--- Texto fuente ---

Puerca política
Aunque una ordenanza en Quito obliga a los partidos y movimientos políticos a descolgarlos, viejas propagandas electorales permanecen en postes, paredes y esquinas.
Debe ser extraño salir a la calle y encontrarse con uno mismo pegado en la pared. Hecho pegatina, colgado de un poste hecho póster, recortado en tamaño natural en cartón, pintado dentro de los bordes definidos de un stencil, aún joven y sonriente, pero arrugado por el sol y el viento, desfigurado y casi basura. Pero esa es la vida de los políticos. Cada tantos años —o meses, en el Ecuador todo es posible— la propaganda electoral se trepa por la ciudad como una hiedra ponzoñosa y la deja escarada y nos muestra rostros y promesas, caretas y mentiras a plazo fijo.

---

◆ Tu tarea:
Reescribe de forma más breve el párrafo del texto sobre la propaganda electoral que empieza con «Debe ser extraño salir a la calle», conservando sus ideas principales.

--- Conjunto de datos ---

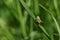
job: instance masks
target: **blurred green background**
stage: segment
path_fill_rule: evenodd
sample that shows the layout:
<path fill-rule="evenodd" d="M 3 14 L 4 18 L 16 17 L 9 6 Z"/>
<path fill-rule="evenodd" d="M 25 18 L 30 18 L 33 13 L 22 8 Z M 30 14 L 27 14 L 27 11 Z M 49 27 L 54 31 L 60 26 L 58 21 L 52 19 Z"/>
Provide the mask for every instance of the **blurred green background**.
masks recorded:
<path fill-rule="evenodd" d="M 0 40 L 60 40 L 60 0 L 0 0 Z"/>

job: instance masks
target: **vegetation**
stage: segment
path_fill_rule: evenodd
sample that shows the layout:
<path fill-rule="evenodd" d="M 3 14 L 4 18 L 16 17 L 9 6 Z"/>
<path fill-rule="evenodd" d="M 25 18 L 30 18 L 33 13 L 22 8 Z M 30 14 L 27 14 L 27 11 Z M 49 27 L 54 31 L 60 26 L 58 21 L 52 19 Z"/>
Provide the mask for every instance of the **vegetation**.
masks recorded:
<path fill-rule="evenodd" d="M 0 40 L 60 40 L 60 0 L 0 0 Z"/>

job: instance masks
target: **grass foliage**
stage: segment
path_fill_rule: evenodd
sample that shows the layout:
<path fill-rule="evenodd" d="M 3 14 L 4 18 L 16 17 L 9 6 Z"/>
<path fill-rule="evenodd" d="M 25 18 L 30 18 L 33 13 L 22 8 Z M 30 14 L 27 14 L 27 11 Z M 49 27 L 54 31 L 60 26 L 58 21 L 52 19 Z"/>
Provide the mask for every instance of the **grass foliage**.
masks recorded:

---

◆ Solución del ejercicio:
Debe ser extraño salir a la calle y verse a uno mismo en la pared: en pegatinas, en pósteres colgados de postes, en figuras de cartón a tamaño natural o en stencils. La imagen sigue joven y sonriente, pero está arrugada por el sol y el viento, desfigurada y casi convertida en basura. Así es la vida de los políticos. Cada tantos años, o meses en el Ecuador, la propaganda electoral trepa por la ciudad como una hiedra ponzoñosa. La deja escarada y muestra rostros y promesas, caretas y mentiras a plazo fijo.